No pasa homilía, no pasa entrevista, no pasa baño de multitud en el cual el papa no encoja los hombros ante una fe que se objetiva en la rigurosa relación con la razón. Nomina nuda tenemus: parece éste el mensaje de Francisco, el mismo del franciscano Guillermo de Occam [...] La fe no busca más un intelecto al que considera inhábil para conocer verazmente, productor de objetivaciones que corren el riesgo de volverse un obstáculo en el encuentro con Cristo. 
La instrumentalización del Nazareno para otros fines, se sabe, es un problema antiguo. El cardenal Giacomo Biffi denunció tiempo atrás que «Jesús se ha convertido en un pretexto que los cristianos usan para hablar de otra cosa». Hace decenios que esta «otra cosa» está representada por ecologismo, promoción de la legalidad, ecumenismo mediático, lucha contra las narco-mafias, protección de la selva amazónica y otras amenidades. Todo a despecho de la doctrina moral, de la bioética, del rigor litúrgico y doctrinal. Con el riesgo de encontrarse en presencia de un Cristo sin doctrina y sin verdad, un personaje bueno para todas las estaciones, un contenedor para ser rellenado con cuanto desee cualquier consumidor de la religión «hágala usted mismo».

# [Sección de datos]

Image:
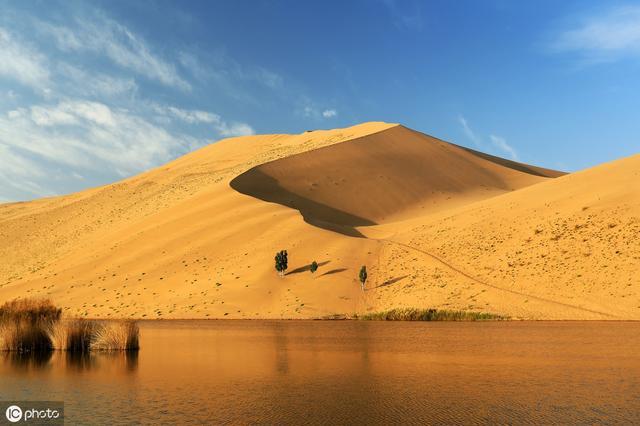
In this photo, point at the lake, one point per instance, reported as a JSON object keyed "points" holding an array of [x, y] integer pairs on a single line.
{"points": [[346, 372]]}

# [Ejercicio propuesto]
Copia del texto sobre el papa Francisco y la fe el fragmento que va de "No pasa homilía, no" a "encuentro con Cristo.", ambos incluidos. Responde basándote únicamente en el texto.

# [Solución del ejercicio]
No pasa homilía, no pasa entrevista, no pasa baño de multitud en el cual el papa no encoja los hombros ante una fe que se objetiva en la rigurosa relación con la razón. Nomina nuda tenemus: parece éste el mensaje de Francisco, el mismo del franciscano Guillermo de Occam [...] La fe no busca más un intelecto al que considera inhábil para conocer verazmente, productor de objetivaciones que corren el riesgo de volverse un obstáculo en el encuentro con Cristo.